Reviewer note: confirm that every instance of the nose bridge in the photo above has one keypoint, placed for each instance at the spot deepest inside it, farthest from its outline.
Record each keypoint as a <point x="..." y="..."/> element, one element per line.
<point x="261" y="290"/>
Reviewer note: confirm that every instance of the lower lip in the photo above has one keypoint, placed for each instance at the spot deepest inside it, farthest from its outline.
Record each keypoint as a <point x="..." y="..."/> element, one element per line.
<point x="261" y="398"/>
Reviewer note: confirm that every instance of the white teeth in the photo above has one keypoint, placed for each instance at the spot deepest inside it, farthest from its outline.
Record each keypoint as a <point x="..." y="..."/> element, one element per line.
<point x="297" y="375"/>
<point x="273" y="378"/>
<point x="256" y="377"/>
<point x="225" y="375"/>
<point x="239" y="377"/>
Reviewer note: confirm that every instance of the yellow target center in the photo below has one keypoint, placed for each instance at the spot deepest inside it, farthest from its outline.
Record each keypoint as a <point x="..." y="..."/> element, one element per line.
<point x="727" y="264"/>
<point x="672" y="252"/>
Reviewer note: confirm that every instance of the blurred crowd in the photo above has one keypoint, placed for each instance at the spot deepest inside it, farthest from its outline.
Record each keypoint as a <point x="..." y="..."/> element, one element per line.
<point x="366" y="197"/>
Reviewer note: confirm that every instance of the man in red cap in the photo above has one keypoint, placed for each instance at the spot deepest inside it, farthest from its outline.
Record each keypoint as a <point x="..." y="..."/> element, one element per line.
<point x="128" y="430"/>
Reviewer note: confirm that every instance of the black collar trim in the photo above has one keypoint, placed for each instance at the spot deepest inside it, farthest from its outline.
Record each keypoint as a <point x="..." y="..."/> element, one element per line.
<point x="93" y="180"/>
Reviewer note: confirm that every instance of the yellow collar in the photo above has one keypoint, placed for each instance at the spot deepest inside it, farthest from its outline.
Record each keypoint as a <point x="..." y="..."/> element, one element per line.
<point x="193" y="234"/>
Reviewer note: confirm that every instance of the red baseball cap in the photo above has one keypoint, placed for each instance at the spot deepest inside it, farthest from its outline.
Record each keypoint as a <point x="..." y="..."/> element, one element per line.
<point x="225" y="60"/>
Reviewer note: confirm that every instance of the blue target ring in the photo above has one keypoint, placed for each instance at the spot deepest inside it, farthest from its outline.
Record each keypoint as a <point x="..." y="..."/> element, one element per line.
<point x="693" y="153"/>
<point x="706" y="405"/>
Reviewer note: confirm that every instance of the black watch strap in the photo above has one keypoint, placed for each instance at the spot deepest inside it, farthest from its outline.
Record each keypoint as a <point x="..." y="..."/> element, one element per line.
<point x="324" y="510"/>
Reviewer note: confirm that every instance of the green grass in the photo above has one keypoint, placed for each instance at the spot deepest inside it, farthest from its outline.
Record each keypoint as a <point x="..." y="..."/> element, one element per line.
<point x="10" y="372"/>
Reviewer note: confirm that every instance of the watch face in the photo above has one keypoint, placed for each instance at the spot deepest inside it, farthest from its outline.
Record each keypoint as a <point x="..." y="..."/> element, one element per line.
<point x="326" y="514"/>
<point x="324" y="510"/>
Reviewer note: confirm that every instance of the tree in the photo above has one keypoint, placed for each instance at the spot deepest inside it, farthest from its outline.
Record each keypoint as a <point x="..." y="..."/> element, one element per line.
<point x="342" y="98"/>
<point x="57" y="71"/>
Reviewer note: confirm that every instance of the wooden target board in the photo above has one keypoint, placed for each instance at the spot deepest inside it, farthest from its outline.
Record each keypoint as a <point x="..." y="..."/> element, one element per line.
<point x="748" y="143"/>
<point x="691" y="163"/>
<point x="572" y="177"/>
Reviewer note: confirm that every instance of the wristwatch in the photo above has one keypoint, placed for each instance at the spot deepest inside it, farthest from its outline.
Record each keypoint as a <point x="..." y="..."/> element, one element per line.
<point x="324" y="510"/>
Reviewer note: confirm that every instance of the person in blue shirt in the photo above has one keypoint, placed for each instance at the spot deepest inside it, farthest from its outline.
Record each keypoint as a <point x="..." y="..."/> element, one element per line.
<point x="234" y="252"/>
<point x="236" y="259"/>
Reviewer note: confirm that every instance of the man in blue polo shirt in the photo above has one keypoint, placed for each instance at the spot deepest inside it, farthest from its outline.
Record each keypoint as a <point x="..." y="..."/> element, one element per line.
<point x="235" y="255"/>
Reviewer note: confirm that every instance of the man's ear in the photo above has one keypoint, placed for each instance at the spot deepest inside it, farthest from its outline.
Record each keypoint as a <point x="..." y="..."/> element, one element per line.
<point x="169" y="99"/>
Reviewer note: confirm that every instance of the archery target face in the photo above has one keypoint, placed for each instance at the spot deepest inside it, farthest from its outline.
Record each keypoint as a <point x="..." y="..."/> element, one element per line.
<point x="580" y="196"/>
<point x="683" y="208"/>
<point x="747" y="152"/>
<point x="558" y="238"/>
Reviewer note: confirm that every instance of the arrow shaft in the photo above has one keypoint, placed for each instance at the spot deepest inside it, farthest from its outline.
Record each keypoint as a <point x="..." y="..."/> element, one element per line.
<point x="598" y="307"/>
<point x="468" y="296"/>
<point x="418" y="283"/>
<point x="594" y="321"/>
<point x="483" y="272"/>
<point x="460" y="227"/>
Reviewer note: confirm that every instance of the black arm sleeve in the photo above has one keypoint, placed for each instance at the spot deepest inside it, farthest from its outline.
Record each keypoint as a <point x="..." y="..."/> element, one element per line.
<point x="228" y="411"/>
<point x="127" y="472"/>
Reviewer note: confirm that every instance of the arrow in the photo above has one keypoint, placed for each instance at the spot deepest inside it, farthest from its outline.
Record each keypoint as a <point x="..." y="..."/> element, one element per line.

◆ ◆ ◆ ◆ ◆ ◆ ◆

Exercise goal: With the first line of the material as the start and the line containing "Reviewer note: confirm that every instance of the white" as the end, repeat that span exactly and add nothing.

Task output:
Reviewer note: confirm that every instance of the nose bridge in the photo above has one keypoint, placed for each instance at the spot deepest inside it, farthest from its outline.
Record each keypoint as a <point x="..." y="..."/> element, one element per line.
<point x="261" y="290"/>
Reviewer note: confirm that every instance of the lower lip in the photo above has one keypoint, placed for each instance at the spot deepest inside it, farthest from its outline.
Record each keypoint as a <point x="..." y="..."/> element, one element per line.
<point x="261" y="398"/>
Reviewer note: confirm that every instance of the white teeth in the photo above has one keypoint, placed for each instance at the spot deepest inside it, farthest from its outline.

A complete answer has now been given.